▶ EXERCISE TASK: Provide the data again in its entirety, exactly as given.

▶ EXTRACTED MATERIAL:

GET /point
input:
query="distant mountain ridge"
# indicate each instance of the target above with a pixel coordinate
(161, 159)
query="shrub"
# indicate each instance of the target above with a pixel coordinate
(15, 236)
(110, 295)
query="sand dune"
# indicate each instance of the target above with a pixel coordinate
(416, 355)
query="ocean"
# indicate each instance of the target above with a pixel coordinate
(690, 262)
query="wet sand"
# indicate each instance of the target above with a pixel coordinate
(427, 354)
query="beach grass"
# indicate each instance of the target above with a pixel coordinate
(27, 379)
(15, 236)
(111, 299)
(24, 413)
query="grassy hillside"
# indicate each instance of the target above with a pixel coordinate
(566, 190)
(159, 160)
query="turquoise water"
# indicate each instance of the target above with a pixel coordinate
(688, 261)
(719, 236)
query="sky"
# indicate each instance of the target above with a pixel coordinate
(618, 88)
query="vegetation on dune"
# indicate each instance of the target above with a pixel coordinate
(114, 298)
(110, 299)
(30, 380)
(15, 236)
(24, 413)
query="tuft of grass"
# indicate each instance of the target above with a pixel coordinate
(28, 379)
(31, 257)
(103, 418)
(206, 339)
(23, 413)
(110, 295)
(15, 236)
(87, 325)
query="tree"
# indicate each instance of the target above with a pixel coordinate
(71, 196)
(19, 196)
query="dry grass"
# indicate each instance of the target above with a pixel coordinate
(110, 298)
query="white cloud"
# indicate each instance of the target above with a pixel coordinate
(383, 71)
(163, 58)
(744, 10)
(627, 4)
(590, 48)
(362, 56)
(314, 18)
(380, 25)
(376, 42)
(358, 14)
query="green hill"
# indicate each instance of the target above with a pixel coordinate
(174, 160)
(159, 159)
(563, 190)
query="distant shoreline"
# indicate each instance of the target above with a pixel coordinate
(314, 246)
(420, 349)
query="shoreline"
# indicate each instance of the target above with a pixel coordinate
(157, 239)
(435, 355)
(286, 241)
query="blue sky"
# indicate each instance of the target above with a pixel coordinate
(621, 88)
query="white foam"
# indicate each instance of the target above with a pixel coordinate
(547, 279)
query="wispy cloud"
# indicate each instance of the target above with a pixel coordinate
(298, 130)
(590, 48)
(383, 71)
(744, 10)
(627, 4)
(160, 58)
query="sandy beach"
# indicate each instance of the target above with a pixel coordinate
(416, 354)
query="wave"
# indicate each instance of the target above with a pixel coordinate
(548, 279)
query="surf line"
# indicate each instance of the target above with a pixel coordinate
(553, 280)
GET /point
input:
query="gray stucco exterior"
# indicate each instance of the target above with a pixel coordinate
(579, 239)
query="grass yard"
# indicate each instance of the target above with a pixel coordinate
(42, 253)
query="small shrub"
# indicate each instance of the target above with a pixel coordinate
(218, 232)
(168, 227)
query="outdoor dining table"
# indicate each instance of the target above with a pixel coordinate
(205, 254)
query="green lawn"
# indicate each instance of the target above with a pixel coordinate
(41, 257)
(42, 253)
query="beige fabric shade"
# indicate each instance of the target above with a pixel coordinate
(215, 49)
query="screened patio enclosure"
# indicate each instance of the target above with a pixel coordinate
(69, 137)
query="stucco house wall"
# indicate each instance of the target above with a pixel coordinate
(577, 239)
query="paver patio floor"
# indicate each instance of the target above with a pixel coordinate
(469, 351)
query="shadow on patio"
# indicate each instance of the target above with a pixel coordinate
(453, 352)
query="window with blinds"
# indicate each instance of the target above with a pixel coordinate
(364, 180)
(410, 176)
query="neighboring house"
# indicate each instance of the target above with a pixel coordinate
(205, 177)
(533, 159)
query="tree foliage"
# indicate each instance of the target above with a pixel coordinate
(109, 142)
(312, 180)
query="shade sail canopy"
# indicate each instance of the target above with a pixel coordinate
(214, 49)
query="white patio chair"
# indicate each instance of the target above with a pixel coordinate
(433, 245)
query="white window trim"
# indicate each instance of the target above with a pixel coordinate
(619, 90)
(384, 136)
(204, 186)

▶ RESULT BELOW:
GET /point
input:
query="distant mountain ridge"
# indicate each instance of the target above with a pixel coordinate
(161, 159)
query="shrub"
# indicate each instance of the target above with a pixel coordinate
(15, 236)
(110, 295)
query="sand dune"
# indicate each instance of the target above with a pixel coordinate
(416, 355)
query="ocean"
# indicate each instance of the target above with a pixel coordinate
(690, 262)
query="wet sand"
# indicate each instance of the target above with a pixel coordinate
(427, 354)
query="beach grass"
# indicate each instance of the target above with a pixel coordinate
(27, 379)
(15, 236)
(111, 299)
(24, 413)
query="grassy hillside"
# indicate each instance of the target above with a pixel coordinate
(566, 190)
(159, 160)
query="turquoise water"
# indicate each instance of the target above with a pixel coordinate
(688, 261)
(719, 236)
query="sky"
# indicate each instance of the target above with a pixel coordinate
(618, 88)
query="vegetation on dune"
# indicate each instance of the target above with a pixel coordinate
(114, 298)
(110, 299)
(30, 380)
(15, 236)
(24, 413)
query="tuft of grass"
# indicate each instance of the target above with a pixel coordinate
(28, 379)
(31, 257)
(103, 418)
(206, 339)
(23, 413)
(110, 295)
(15, 236)
(87, 325)
query="tree"
# indicate each instance of the target above with a pixel coordinate
(71, 196)
(19, 196)
query="dry grass"
# indicate each instance of the target above with a pixel coordinate
(110, 298)
query="white cloud"
# indicate each instance of the target above with a pixel coordinate
(383, 71)
(163, 58)
(744, 10)
(627, 4)
(590, 48)
(362, 56)
(314, 18)
(380, 25)
(376, 42)
(358, 14)
query="green hill"
# indicate each instance of the target above with a pixel coordinate
(174, 160)
(159, 159)
(563, 190)
query="distant shoreline"
# indicate each instance of the target above with a pixel coordinate
(314, 246)
(420, 349)
query="shoreline"
# indicate each instance of the target above with a pixel coordinate
(157, 239)
(435, 355)
(286, 241)
query="blue sky"
# indicate each instance of the target above with a pixel coordinate
(621, 88)
query="white foam"
# indicate each instance of the target above with a pixel coordinate
(547, 279)
query="wispy cloud"
# indicate each instance of the target above with a pixel coordinate
(298, 130)
(590, 48)
(383, 71)
(744, 10)
(627, 4)
(160, 58)
query="sandy beach"
# indicate each instance of the target above with a pixel coordinate
(416, 354)
query="wave"
# indicate each instance of the target above with a pixel coordinate
(548, 279)
query="surf line"
# indicate each instance of the target above with a pixel coordinate
(553, 280)
GET /point
input:
query="gray stucco exterior"
# indicate each instance of the target above with a pixel coordinate
(579, 239)
query="grass yard"
# indicate each instance of the target above with a pixel coordinate
(42, 253)
query="small shrub"
# indicate each instance of the target above with a pixel coordinate
(218, 232)
(168, 227)
query="outdoor dining table"
# indicate each instance of the target above with a pixel coordinate
(205, 254)
query="green lawn"
# indicate each instance of the target above with a pixel coordinate
(41, 257)
(42, 253)
query="beige fabric shade"
# indicate each instance of the target above with a pixel coordinate
(215, 49)
query="screened patio enclosure"
# indicate each instance of the target above with a pixel coordinate
(69, 137)
query="stucco house wall"
# indicate each instance of the target above with a pixel coordinate
(577, 239)
query="paver patio floor"
# indicate each instance of the target above with a pixel coordinate
(469, 351)
query="shadow on patio"
# indicate each instance of the target above with a pixel coordinate
(453, 352)
query="window with blinds"
# indicate each instance of the target above with a pixel coordinate
(364, 180)
(410, 176)
query="neighboring house"
# indicate each instance of the target above with a pixel coordinate
(205, 177)
(533, 159)
query="tree foliage"
# indicate each instance of the target above with a pixel coordinate
(109, 142)
(312, 180)
query="shade sail canopy"
# indicate each instance of the target above with a pixel coordinate
(214, 49)
query="white patio chair"
# indicate each instance of the target above with a pixel coordinate
(433, 245)
query="white window trim"
# indicate each instance of the target above with a pixel coordinate
(619, 90)
(384, 136)
(204, 186)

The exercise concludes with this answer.